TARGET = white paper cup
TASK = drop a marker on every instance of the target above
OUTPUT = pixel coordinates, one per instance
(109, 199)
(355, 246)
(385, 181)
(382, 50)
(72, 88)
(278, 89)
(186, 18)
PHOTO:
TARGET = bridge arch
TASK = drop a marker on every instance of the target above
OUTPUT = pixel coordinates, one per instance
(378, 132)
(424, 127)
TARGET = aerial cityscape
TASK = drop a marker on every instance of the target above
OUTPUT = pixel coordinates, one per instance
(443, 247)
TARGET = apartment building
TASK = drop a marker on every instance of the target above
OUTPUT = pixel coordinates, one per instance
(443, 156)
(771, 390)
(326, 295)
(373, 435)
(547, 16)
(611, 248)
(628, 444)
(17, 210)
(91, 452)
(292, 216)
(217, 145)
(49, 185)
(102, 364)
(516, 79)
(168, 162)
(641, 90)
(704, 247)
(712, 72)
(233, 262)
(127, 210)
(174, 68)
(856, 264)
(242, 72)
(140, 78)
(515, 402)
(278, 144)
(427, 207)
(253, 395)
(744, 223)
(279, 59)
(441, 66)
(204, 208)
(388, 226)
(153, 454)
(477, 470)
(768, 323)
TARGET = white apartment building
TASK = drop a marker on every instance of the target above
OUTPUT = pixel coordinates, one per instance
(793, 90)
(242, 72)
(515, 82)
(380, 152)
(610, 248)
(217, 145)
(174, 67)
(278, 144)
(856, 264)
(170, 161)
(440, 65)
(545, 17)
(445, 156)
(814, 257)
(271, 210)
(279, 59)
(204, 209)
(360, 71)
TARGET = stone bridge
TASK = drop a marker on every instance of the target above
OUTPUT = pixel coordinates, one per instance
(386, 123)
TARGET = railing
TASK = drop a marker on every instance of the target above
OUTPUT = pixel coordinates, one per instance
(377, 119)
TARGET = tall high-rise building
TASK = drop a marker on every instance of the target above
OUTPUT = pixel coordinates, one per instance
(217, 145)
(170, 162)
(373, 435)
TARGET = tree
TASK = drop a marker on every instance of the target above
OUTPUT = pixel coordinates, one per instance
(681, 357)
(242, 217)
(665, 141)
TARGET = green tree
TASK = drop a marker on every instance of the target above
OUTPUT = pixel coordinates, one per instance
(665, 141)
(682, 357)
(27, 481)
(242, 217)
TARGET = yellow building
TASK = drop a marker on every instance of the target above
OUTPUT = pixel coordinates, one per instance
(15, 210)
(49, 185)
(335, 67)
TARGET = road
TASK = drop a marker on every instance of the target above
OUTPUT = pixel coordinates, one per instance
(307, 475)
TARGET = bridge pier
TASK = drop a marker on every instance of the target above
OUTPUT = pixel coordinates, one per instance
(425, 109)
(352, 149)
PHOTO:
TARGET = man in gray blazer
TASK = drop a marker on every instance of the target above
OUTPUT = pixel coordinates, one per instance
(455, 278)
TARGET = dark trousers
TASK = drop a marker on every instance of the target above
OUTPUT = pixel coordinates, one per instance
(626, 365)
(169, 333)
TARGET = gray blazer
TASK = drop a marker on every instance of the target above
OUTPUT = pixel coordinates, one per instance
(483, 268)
:::
(What you will do): Copy out every line of the material above without changing anything.

(Expected answer):
TARGET = white paper cup
TASK = drop a marker on every instance of the target above
OUTPUT = pixel coordinates, one per instance
(109, 199)
(355, 246)
(385, 181)
(382, 50)
(72, 88)
(278, 89)
(186, 18)
PHOTO:
TARGET = bridge arch
TASK = drop a marker on every instance of the target above
OUTPUT = pixel coordinates, one per instance
(378, 132)
(424, 127)
TARGET = aerial cityscape
TASK = drop a marker on every instance of the target above
OUTPUT = pixel coordinates, one per instance
(443, 247)
TARGET = apartment building
TASK = drop a marker on every instance of the target above
OUTPUT = pixel coordinates, one per instance
(443, 156)
(771, 390)
(326, 295)
(373, 435)
(547, 16)
(611, 248)
(628, 444)
(17, 210)
(91, 452)
(292, 216)
(217, 145)
(49, 185)
(102, 364)
(516, 79)
(168, 162)
(641, 90)
(704, 247)
(712, 72)
(233, 262)
(127, 210)
(174, 68)
(856, 264)
(242, 72)
(140, 78)
(515, 402)
(278, 144)
(427, 207)
(253, 395)
(744, 223)
(279, 59)
(441, 66)
(204, 208)
(388, 226)
(153, 454)
(477, 470)
(768, 323)
TARGET = white apartment building
TASK = drop a marker on every instance of the target above
OUTPUT = pixel coordinates, one per instance
(793, 90)
(242, 72)
(515, 82)
(380, 152)
(610, 248)
(217, 145)
(174, 67)
(278, 144)
(856, 264)
(170, 161)
(440, 65)
(545, 17)
(445, 156)
(814, 257)
(271, 210)
(279, 59)
(204, 209)
(360, 71)
TARGET = stone bridge
TASK = drop a marker on every instance of the target above
OUTPUT = pixel coordinates, one per instance
(386, 123)
TARGET = railing
TASK = drop a marker on every instance of the target above
OUTPUT = pixel coordinates, one per instance
(377, 119)
TARGET = tall high-rise building
TASK = drop a marker on every instance of the target above
OUTPUT = pixel coordinates, one per instance
(217, 145)
(170, 162)
(373, 435)
TARGET = tree
TASK = drop a marker on every instance of the target above
OUTPUT = pixel coordinates, one per instance
(681, 357)
(242, 217)
(665, 141)
TARGET = green tree
TASK = drop a marker on every instance of the target above
OUTPUT = pixel coordinates, one per instance
(665, 141)
(682, 357)
(27, 481)
(242, 217)
TARGET = yellow building
TASK = drop a marker on every instance of the target above
OUTPUT = pixel coordinates, one per instance
(15, 210)
(49, 185)
(335, 67)
TARGET = road
TASK = drop a marker on every instance of the target above
OUTPUT = pixel coordinates, one per instance
(307, 475)
TARGET = bridge pier
TASK = drop a marker on every instance of the target above
OUTPUT = pixel coordinates, one per instance
(425, 109)
(352, 149)
PHOTO:
TARGET = man in gray blazer
TASK = drop a marker on every instance of the target above
OUTPUT = pixel coordinates, one per instance
(455, 278)
TARGET = dark trousers
TASK = drop a marker on every instance of the target above
OUTPUT = pixel coordinates, one per instance
(626, 365)
(169, 333)
TARGET = gray blazer
TASK = drop a marker on every instance of the target above
OUTPUT = pixel coordinates, one per instance
(483, 268)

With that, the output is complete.